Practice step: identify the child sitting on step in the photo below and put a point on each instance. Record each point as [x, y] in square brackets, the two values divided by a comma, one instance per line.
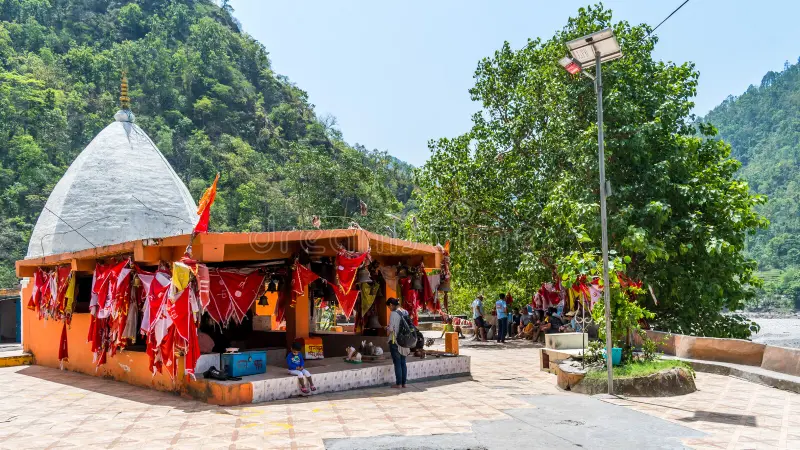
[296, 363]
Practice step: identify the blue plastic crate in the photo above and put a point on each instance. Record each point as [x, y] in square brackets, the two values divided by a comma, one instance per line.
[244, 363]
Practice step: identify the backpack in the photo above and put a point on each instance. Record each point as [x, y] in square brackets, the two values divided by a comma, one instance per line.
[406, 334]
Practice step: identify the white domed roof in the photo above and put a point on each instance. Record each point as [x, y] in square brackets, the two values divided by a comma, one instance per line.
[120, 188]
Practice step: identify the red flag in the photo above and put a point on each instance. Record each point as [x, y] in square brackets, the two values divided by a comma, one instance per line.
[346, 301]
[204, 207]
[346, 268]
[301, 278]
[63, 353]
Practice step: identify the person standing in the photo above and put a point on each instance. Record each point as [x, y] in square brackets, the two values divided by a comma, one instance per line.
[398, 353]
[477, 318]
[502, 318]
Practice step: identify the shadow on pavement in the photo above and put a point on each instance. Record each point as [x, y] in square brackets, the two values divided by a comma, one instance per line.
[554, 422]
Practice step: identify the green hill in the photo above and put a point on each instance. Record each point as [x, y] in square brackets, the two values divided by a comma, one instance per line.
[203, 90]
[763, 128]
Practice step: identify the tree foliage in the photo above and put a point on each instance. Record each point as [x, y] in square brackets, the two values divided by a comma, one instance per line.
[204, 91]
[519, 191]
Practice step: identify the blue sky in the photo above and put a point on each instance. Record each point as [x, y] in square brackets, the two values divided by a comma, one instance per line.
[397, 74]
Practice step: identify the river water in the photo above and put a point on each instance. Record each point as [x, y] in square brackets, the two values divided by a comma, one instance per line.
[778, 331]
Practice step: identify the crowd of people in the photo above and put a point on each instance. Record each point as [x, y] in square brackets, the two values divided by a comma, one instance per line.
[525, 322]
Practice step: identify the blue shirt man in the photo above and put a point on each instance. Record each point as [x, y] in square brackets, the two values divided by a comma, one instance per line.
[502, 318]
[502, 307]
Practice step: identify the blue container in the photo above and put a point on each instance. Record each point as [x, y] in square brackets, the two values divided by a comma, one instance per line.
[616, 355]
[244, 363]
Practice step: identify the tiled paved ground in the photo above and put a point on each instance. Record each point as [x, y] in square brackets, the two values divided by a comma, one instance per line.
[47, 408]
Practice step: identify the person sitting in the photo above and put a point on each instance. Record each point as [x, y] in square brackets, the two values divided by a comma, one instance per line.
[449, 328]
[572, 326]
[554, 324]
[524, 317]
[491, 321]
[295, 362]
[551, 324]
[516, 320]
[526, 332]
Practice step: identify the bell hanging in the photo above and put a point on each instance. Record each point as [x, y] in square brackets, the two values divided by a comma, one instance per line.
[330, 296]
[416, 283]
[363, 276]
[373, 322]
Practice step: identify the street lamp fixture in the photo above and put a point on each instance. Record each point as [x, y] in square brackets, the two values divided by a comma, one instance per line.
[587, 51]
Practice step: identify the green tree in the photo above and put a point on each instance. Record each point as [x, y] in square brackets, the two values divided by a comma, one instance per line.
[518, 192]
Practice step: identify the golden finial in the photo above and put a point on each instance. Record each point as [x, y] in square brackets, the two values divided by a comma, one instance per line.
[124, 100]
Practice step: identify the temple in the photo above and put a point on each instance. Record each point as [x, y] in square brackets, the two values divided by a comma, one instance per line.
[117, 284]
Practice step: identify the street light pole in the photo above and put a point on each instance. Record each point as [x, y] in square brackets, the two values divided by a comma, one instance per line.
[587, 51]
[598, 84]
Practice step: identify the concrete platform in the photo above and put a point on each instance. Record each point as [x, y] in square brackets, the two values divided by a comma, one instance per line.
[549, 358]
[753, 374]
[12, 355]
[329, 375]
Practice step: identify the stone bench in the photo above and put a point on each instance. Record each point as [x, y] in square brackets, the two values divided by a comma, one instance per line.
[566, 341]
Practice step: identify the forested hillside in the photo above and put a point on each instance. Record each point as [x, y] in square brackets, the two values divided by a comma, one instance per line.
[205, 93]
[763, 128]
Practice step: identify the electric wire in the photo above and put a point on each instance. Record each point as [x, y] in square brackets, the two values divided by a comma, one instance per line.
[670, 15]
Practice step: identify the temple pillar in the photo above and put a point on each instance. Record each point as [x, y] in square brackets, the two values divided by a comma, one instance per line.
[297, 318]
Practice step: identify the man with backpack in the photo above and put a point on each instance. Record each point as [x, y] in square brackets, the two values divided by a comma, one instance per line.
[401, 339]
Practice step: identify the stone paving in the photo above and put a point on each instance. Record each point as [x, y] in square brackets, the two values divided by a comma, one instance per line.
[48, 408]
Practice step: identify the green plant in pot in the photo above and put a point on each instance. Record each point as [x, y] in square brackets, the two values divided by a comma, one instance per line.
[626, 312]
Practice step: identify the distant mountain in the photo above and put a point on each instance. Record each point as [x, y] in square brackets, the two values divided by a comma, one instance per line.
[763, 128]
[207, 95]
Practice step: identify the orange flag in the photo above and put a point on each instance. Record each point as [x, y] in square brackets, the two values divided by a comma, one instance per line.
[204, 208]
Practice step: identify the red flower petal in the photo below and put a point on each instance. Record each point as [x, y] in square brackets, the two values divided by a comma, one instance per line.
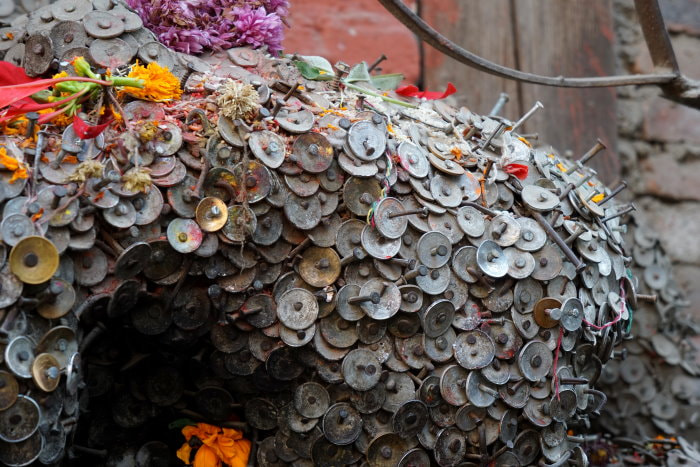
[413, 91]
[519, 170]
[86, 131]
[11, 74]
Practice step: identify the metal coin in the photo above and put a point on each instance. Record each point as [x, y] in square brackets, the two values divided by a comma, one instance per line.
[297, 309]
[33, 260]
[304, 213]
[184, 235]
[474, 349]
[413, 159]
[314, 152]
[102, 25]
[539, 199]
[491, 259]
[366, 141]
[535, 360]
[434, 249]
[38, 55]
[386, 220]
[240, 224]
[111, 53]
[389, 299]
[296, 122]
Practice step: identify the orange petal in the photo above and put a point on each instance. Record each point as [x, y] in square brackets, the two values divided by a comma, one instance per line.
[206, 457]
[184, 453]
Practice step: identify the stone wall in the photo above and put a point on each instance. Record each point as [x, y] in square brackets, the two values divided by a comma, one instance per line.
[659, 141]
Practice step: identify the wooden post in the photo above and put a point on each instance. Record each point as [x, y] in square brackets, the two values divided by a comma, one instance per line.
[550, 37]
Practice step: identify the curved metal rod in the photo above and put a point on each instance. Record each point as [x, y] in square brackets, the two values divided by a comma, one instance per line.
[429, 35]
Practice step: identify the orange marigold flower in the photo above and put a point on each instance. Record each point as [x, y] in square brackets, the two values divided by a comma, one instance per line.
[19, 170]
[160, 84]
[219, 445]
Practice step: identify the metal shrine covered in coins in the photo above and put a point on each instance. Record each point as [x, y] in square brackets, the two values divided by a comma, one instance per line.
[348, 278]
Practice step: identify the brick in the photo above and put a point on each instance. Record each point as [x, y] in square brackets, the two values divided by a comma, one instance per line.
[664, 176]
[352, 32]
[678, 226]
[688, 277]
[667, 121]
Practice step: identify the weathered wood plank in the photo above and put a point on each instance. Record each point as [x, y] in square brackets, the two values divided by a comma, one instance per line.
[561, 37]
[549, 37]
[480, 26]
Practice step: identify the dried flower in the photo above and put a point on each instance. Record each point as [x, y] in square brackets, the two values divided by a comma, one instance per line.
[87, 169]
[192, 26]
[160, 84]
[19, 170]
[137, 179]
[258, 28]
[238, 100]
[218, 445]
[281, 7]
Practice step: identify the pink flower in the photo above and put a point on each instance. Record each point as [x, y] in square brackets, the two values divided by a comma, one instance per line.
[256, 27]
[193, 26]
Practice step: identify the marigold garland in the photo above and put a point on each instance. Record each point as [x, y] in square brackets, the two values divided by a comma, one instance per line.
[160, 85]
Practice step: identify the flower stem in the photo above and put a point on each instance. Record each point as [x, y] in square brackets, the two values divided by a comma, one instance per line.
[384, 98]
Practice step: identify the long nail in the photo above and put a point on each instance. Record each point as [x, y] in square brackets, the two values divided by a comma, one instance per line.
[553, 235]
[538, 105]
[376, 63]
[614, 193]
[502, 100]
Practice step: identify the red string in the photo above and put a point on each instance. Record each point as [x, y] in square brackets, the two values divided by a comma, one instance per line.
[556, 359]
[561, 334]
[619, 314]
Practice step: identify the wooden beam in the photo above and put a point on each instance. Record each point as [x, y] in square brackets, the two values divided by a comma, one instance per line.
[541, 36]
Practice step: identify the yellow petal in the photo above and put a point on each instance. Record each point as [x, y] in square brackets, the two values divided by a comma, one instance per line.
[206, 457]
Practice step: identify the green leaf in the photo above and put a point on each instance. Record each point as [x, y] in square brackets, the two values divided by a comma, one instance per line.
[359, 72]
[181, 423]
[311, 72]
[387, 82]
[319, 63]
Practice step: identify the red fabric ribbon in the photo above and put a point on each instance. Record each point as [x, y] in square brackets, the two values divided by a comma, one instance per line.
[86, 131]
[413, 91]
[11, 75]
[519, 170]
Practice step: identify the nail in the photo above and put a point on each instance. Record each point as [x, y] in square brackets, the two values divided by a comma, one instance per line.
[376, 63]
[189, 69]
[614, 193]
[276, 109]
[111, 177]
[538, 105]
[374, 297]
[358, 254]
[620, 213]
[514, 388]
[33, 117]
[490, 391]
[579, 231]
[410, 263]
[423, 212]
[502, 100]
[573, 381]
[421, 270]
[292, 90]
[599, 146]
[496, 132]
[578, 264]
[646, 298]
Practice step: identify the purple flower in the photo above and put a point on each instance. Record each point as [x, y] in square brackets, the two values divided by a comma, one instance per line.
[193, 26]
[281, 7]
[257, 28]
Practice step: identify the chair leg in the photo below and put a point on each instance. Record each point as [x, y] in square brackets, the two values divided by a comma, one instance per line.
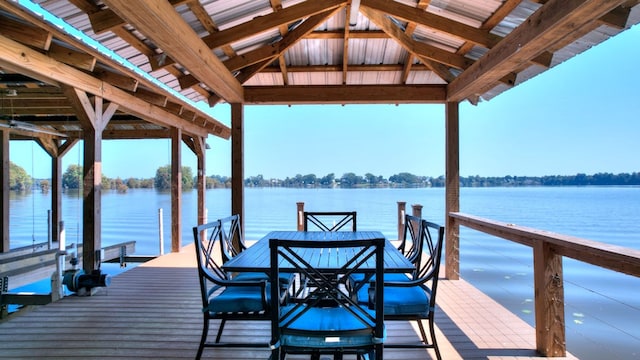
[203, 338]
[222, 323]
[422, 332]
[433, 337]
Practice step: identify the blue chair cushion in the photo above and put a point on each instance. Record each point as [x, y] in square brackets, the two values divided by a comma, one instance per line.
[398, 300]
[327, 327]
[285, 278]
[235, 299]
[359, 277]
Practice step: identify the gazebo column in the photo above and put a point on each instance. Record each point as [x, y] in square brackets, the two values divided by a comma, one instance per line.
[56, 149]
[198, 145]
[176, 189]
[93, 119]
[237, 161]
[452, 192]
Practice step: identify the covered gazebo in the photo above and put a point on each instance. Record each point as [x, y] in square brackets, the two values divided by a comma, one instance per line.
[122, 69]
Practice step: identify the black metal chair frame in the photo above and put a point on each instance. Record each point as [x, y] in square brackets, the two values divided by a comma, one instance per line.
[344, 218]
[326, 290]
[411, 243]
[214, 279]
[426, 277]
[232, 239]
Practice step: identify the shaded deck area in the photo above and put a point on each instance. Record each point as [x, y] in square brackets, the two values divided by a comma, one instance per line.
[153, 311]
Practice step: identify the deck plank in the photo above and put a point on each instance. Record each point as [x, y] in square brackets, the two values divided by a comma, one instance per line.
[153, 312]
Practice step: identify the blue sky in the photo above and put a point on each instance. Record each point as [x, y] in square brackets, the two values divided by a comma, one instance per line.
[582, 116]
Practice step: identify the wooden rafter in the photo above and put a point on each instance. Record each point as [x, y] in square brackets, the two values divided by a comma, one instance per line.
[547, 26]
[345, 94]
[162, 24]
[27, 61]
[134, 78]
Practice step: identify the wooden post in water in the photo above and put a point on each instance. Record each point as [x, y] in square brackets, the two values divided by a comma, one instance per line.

Objective: Only the lines from the one that contains "Practice step: identify the deck" to the end of the data should be output, exactly as they appear.

Response for this exercise:
Practice step: identify the deck plank in the photo above and put a point on each instance. Record each point as [x, y] in square brackets, the two values divided by a comma, one instance per line.
[153, 312]
Practice step: identify the blue sky in the photo above and put a point on each instance. Record each point as [x, y] in square brackets, the two values divided by a comma, one instance per line.
[582, 116]
Practice step: identify the wooden rafter in the photo above and put a point on each instance. Record each point as [x, y] in square brackets, the two values divided by a comma, one instance per line.
[547, 26]
[345, 94]
[162, 24]
[27, 61]
[134, 78]
Practice step: identify the wooden post in water in the photo above and put a point on each instance. Record each point as [x, y] in square brackets, the two values divided by a comma, one instance per line.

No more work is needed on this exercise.